Geoffrey Hinton in this lecture on Momentum mentions that one problem with using plain SGD with a large learning rate is that you can get divergent oscillations if you try to travel down a long and narrow canyon. This would be similar to what happens on the left hand side of the figure above, but now with a learning rate so big that we actually diverge from the goal. By adding momentum he argues, it’s easier to find the “dominant” (horizontal) direction and we can thus increase the learning rate without causing divergent oscillations.

One issue he describes, is that in the beginning of training when the gradients are still large, the momentum should be kept much smaller since otherwise the updates become just too big. One way to deal with these would be to change the momentum during training (but more about that later when we start looking into schedulers) or by using something like RMSProp:

RMSProp

RMSProp is a technique (first?) described by Geoffrey Hinton in an online MOOC. Jeremy Howard describes RMSProp as “Momentum, but with the squares of the gradient”. I personally think this is a rather bad explanation, since this is not at all what’s going on. Instead it’s a technique that is concerned with the differences in magnitude of the gradients of different weights. This leads to weights getting updated at very different “speeds”. E.g. if you have one weight which gradient is 10 times the gradient of another, that weight get’s an update that’s 10 times as large as the other one.

This can exist between weights at one single step, but also between gradients of a single weight during different times in training.

The reason for this is of course that the learning rate is equal at all times for all parameters. RMSProp is a technique which scales the gradients inversely to the (averaged out) magnitude of the gradient:

\[ w \leftarrow w - lr \cdot \frac{grad}{\sqrt{acc\_sqrd\_grad}} \]

where

\[ acc\_sqrd\_grad = c \cdot acc\_sqrd\_grad + (1-c) grad^2 \]

From which it should be clear that using RMSprop has a large impact on the weight updates, you will thus have to recalibrate your learning rate.

 #| export
class RMSProp(SGD):
    def __init__(self, params, lr, wd=0., sqr_mom=0.99, eps=1e-5):
        super().__init__(params, lr=lr, wd=wd)
        self.sqr_mom = sqr_mom
        self.eps = eps

    def opt_step(self, p):
        if not hasattr(p, 'sqr_avg'): 
            p.sqr_avg = p.grad**2
        p.sqr_avg = p.sqr_avg*self.sqr_mom + (1-self.sqr_mom)*p.grad**2
        p -= self.lr * p.grad/(p.sqr_avg.sqrt() + self.eps)
set_seed(1)

model = cnn_layers().apply(init_weights)
optim_func = RMSProp
lr = 3e-3                        # much smaller learning rate!

l = Learner(model, dls, F.cross_entropy, optim_func, lr, subs)
l.fit(5)

- [RECORD EXCERPTS]
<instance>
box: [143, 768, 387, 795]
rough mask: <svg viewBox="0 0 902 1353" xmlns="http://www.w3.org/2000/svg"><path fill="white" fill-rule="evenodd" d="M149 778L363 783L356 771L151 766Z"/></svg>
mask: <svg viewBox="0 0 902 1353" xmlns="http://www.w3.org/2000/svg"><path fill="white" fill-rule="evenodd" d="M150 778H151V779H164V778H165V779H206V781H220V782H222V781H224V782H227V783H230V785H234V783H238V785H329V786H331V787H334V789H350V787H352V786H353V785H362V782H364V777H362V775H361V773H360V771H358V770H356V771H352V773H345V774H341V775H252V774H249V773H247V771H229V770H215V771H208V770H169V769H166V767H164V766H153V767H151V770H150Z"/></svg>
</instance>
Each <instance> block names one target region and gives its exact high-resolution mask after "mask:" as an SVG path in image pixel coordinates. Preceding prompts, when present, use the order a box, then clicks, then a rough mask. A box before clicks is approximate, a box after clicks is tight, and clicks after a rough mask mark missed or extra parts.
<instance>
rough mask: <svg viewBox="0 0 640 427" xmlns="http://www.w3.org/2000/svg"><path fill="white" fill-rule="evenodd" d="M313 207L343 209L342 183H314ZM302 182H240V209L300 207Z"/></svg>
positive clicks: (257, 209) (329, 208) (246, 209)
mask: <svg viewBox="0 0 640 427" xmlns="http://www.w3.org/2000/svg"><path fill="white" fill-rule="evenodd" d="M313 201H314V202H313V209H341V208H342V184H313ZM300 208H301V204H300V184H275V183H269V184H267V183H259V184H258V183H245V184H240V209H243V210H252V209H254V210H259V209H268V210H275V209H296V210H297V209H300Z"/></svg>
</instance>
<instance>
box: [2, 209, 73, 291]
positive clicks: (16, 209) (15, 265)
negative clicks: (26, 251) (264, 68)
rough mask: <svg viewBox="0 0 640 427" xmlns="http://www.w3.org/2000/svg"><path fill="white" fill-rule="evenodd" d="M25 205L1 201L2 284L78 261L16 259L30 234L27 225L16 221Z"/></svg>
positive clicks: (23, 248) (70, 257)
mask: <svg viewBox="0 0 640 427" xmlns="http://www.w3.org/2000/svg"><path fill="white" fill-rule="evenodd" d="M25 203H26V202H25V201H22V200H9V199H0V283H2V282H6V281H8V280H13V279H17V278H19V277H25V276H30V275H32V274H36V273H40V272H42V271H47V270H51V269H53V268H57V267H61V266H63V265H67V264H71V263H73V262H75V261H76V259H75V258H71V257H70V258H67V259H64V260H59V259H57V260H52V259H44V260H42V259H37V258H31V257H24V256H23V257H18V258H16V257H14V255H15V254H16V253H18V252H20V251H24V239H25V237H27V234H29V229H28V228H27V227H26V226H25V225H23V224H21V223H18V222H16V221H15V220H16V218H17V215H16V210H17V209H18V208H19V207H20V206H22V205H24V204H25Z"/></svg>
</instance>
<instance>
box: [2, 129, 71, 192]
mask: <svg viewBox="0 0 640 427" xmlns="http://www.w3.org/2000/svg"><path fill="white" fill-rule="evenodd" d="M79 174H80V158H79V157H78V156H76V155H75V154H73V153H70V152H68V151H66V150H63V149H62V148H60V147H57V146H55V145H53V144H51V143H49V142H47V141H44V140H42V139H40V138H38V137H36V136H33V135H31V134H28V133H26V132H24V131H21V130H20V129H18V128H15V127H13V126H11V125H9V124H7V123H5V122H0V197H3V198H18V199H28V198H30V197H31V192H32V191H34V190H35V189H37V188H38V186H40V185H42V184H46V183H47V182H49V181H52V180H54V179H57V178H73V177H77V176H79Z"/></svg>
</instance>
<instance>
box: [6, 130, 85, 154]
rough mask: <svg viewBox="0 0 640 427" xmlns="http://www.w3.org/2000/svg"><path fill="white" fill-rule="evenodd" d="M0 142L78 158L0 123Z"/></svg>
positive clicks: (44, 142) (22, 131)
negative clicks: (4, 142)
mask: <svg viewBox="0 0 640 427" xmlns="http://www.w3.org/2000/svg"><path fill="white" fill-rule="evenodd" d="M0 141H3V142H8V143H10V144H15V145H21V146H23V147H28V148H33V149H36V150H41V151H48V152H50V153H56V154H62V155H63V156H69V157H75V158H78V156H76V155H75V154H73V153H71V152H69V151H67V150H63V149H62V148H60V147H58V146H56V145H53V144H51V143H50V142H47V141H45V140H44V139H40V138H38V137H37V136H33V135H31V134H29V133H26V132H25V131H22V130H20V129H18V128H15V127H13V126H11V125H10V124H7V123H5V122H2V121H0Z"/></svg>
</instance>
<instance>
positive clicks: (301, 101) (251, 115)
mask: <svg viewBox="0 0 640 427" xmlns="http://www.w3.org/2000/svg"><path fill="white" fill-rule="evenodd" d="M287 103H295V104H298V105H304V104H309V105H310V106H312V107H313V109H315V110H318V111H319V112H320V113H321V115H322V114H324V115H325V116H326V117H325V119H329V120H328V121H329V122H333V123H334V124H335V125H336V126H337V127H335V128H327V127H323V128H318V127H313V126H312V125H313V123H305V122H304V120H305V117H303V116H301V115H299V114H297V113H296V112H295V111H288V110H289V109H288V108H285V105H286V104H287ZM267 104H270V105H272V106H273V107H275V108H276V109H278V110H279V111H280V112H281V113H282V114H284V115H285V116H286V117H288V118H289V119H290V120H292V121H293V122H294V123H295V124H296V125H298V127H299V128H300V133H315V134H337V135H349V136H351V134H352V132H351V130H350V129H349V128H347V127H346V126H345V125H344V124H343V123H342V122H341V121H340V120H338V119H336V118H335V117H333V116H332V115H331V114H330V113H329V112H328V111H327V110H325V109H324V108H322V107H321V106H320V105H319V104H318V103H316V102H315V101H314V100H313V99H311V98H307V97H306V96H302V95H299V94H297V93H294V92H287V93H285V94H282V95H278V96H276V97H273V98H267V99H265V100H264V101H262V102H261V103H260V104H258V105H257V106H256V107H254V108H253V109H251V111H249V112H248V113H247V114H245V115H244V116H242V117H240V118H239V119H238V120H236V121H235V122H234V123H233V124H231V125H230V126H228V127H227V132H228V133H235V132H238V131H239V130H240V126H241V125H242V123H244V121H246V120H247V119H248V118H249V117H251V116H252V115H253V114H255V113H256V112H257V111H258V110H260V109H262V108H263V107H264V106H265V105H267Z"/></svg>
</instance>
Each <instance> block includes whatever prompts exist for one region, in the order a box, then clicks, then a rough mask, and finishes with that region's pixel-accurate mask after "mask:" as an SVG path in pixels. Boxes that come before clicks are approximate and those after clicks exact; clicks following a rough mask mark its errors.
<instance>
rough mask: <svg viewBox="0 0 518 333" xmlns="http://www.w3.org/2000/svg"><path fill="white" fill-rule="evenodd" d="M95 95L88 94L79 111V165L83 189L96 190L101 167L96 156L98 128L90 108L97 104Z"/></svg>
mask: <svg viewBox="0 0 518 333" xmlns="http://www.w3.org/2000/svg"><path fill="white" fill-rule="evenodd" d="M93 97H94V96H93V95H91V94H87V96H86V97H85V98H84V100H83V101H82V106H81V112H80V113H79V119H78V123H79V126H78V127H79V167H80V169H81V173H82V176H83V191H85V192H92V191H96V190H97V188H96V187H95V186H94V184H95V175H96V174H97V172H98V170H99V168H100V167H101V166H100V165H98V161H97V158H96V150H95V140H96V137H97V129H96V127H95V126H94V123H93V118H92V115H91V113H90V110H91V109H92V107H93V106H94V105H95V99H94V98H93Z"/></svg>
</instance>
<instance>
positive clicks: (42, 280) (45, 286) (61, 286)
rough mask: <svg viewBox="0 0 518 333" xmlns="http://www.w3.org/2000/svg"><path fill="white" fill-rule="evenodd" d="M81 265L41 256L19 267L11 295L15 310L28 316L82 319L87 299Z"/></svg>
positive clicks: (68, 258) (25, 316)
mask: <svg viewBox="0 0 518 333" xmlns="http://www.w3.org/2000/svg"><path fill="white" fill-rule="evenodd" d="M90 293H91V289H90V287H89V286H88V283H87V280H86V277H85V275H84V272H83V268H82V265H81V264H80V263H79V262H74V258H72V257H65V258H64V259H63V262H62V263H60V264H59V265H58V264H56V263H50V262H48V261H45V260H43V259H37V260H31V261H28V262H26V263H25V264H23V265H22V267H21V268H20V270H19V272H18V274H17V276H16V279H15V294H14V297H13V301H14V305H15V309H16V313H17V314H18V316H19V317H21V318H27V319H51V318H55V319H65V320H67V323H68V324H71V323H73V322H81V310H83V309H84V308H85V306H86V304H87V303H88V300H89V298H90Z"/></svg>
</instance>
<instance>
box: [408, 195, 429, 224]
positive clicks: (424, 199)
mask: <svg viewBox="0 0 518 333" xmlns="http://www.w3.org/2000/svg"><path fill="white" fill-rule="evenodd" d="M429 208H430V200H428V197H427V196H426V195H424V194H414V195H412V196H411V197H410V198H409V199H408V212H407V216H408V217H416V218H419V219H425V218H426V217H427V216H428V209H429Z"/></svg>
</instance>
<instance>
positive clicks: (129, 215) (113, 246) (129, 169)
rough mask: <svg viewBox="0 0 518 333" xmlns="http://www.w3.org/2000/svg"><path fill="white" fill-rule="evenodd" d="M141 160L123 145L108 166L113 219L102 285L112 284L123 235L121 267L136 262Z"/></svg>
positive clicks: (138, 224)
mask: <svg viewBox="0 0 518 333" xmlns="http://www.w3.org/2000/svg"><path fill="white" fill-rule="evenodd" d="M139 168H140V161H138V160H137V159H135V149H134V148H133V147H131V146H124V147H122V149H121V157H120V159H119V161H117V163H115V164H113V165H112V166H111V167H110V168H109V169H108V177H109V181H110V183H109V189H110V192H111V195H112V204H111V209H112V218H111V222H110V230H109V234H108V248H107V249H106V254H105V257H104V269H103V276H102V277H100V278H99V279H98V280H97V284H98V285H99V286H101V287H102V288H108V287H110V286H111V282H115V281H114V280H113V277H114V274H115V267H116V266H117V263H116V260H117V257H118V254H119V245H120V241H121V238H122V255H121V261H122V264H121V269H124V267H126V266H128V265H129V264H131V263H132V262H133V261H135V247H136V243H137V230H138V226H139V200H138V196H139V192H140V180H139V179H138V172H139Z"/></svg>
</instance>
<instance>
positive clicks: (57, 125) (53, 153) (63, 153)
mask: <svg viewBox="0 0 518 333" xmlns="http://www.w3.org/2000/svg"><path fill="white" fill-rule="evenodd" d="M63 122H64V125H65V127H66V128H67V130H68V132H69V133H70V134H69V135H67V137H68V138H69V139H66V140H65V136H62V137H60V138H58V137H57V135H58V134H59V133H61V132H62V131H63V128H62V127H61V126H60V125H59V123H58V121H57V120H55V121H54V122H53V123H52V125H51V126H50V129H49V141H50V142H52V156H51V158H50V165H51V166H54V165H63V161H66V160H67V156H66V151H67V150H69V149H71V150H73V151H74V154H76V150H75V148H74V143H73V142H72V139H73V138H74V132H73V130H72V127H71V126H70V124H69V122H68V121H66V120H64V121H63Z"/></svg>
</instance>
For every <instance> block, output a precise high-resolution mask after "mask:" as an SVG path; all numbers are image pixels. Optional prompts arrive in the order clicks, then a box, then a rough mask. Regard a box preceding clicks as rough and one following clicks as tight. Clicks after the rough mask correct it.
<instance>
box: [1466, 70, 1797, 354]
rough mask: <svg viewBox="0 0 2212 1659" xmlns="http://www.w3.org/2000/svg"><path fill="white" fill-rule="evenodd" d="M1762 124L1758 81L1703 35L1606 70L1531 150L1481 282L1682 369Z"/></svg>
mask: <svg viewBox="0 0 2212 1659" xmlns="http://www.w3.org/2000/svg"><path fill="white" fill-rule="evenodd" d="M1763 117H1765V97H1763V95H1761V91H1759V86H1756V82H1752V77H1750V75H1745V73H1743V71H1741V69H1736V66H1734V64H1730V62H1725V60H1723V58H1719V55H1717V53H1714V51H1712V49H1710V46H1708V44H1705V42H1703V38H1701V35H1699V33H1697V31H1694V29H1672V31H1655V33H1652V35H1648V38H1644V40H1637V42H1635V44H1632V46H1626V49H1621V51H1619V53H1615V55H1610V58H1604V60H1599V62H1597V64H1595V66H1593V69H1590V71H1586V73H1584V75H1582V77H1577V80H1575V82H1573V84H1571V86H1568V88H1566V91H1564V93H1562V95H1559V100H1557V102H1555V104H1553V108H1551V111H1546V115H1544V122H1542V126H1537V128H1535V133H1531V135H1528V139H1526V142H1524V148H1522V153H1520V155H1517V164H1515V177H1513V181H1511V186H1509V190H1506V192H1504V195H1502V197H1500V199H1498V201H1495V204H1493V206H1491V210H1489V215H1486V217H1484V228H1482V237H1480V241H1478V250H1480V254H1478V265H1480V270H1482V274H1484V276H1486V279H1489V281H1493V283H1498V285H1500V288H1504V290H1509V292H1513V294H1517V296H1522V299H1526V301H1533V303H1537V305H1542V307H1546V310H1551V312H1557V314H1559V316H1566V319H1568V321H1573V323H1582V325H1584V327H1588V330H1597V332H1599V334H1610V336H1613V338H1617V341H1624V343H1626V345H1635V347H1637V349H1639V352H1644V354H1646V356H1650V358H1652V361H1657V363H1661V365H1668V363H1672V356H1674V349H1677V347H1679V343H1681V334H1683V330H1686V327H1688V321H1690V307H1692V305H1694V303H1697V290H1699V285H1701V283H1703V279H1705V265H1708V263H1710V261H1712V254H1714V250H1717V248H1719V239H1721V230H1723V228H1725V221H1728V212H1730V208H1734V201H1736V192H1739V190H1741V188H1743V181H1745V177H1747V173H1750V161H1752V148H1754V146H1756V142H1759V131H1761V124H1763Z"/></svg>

- [ACTIVITIES]
a – In the page on RMSProp, how does Jeremy Howard describe RMSProp?
b – Translate this sentence from the page on RMSProp into French: "The reason for this is of course that the learning rate is equal at all times for all parameters."
Rely on the page on RMSProp alone, not on the entries.

- [TASK-BY-TASK ANSWERS]
a – He describes it as "Momentum, but with the squares of the gradient."

b – La raison en est bien sûr que le taux d'apprentissage est le même à tout moment pour tous les paramètres.